(Coordinate annotation entries)
- - -

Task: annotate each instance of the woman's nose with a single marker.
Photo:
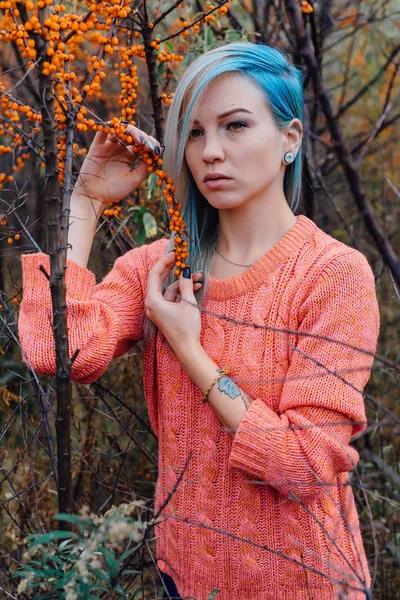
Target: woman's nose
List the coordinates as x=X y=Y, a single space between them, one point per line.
x=212 y=149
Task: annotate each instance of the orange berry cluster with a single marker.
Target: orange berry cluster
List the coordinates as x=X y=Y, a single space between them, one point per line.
x=167 y=99
x=4 y=179
x=116 y=211
x=62 y=153
x=187 y=26
x=10 y=239
x=306 y=7
x=154 y=164
x=129 y=82
x=169 y=57
x=222 y=10
x=30 y=114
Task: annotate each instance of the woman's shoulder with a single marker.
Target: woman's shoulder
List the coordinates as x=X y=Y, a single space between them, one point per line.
x=326 y=251
x=145 y=256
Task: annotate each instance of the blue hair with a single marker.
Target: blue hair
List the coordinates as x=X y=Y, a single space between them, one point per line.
x=280 y=82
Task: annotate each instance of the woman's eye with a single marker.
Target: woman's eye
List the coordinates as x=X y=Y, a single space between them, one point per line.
x=241 y=125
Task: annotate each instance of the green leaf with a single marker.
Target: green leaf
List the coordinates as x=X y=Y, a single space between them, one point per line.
x=54 y=535
x=150 y=225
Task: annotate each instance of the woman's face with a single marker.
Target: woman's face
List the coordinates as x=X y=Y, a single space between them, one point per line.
x=246 y=146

- - -

Please arrange the rows above as a two-column CSV with the headers "prompt" and "response", one line per row, putting each field in quotes and replacing its line breaks with spaces. Leave the pictures out.

prompt,response
"Task: annotate each instance of the woman's nose with a single marker. Photo: Target: woman's nose List the coordinates as x=X y=Y, a single space between them, one point per line.","x=212 y=149"
"Task: annotate each instance of the orange berry cluster with a single marker. Target: orange berry cluster List the coordinates as x=X y=Y, a single space between them, one point per line.","x=167 y=99 x=4 y=179 x=116 y=211 x=62 y=153 x=187 y=26 x=10 y=239 x=306 y=7 x=154 y=164 x=129 y=82 x=169 y=57 x=222 y=10 x=30 y=114"
"Task: annotate each instance of the woman's shoulder with a single marker. Target: woman's shoulder List the coordinates as x=X y=Y, a single space between them, one point per line.","x=326 y=251 x=145 y=256"
"Task: annotate each instance of the blue hair with a single marker. Target: blue hair List the coordinates as x=X y=Y, a single space between them, one point per line.","x=280 y=82"
"Task: annotate each instance of the woman's eye with a single marker. Target: woman's eye List the coordinates as x=X y=Y, a single space between them, one point per line.","x=241 y=125"
"Task: annotate each instance of the green leaf with a single marker. Target: green leaf List the coordinates as x=X y=Y, a single space between them, one point per line.","x=54 y=535 x=150 y=225"
"Task: annotate each instance of the woman's face with a single marker. Target: woman's face List the coordinates as x=X y=Y, a single space between them, one point per line.","x=246 y=146"